J-05-03
VOIEs d’execution – saisie vente – erreur sur la personne du saisi – Mainlevée – demande aux fins de dommages – intérêts – juge de l’urgence – incompétence.
Les biens d’une société anonyme ne sauraient être saisis en lieu et place de ceux d’un associé de ladite société lorsque c’est ce dernier et non la société qui est visée dans le titre exécutoire. Le juge de l’urgence est incompétent pour l’octroi des dommages intérêts au tiers dont les biens ont été saisis à tort.
(Tribunal de première instance de Bafoussam, ordonnance de référé n° 32 du 23 janvier 2004, Affaire Société TAL Business c/ 1- Me TCHOUA Yves 2- MBANG Idrissa).

Consigne écrite a:
Recopiez à l'identique les lignes de la liste, depuis celle qui contient « of the driftwood » jusqu'à la fin de la liste, ces deux bornes comprises.

Matériel présenté:
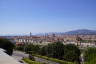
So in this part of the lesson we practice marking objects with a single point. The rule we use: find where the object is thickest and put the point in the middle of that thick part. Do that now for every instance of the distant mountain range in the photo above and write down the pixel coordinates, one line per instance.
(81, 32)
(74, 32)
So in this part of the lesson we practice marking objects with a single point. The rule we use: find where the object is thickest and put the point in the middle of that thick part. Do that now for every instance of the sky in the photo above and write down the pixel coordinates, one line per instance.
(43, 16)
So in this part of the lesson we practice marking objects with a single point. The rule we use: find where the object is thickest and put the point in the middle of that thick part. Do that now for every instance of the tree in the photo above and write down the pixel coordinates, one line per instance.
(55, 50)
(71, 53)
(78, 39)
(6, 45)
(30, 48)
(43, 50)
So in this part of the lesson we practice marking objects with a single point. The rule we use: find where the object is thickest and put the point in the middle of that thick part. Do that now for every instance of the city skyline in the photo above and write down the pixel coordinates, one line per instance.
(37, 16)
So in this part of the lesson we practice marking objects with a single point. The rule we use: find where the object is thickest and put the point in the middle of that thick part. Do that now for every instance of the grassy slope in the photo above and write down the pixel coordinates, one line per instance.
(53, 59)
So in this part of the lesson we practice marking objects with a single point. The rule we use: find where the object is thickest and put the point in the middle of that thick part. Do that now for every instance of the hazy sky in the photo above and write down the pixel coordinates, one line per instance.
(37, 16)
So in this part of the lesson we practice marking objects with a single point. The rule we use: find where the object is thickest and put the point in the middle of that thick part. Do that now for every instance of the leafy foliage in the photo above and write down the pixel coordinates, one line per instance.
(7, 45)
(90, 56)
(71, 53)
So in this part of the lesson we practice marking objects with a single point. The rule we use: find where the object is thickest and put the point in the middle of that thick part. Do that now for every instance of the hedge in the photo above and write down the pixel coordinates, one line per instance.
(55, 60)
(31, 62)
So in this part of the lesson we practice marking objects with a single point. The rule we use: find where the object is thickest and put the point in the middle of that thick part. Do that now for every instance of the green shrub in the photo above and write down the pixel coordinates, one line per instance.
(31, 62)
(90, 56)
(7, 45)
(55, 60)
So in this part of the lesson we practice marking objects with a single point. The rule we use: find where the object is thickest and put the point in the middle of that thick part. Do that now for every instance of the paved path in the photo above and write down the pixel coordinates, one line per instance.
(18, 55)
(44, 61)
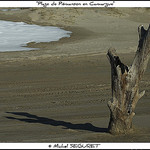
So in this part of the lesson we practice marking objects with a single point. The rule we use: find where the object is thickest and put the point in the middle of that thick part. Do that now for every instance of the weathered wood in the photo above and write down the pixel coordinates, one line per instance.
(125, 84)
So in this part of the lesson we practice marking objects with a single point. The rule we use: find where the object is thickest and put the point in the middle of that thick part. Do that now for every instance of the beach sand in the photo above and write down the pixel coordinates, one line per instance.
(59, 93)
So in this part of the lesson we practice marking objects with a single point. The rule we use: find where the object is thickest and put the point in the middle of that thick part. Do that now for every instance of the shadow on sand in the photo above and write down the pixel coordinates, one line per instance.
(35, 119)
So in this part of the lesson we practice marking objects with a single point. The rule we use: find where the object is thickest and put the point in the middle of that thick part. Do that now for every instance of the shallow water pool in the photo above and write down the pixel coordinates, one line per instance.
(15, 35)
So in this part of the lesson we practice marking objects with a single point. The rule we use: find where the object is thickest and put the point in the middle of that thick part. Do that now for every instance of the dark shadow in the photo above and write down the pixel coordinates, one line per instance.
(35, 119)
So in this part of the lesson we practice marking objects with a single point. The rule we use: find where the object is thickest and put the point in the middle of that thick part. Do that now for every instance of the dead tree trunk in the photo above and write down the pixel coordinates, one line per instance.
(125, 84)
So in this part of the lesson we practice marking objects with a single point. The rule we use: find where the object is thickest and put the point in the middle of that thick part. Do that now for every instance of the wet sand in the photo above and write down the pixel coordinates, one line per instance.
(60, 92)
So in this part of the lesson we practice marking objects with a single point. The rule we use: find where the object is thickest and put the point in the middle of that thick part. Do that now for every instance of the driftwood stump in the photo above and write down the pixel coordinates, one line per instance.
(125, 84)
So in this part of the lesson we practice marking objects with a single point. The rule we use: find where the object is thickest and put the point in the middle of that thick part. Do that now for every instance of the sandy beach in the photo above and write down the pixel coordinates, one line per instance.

Consigne écrite b:
D'après le texte de lecture, quelle juridiction a rendu l'ordonnance de référé n° 32 du 23 janvier 2004 ?

Réponse a:
So in this part of the lesson we practice marking objects with a single point. The rule we use: find where the object is thickest and put the point in the middle of that thick part. Do that now for every instance of the driftwood stump in the photo above and write down the pixel coordinates, one line per instance.
(125, 84)
So in this part of the lesson we practice marking objects with a single point. The rule we use: find where the object is thickest and put the point in the middle of that thick part. Do that now for every instance of the sandy beach in the photo above and write down the pixel coordinates, one line per instance.

Réponse b:
Le Tribunal de première instance de Bafoussam.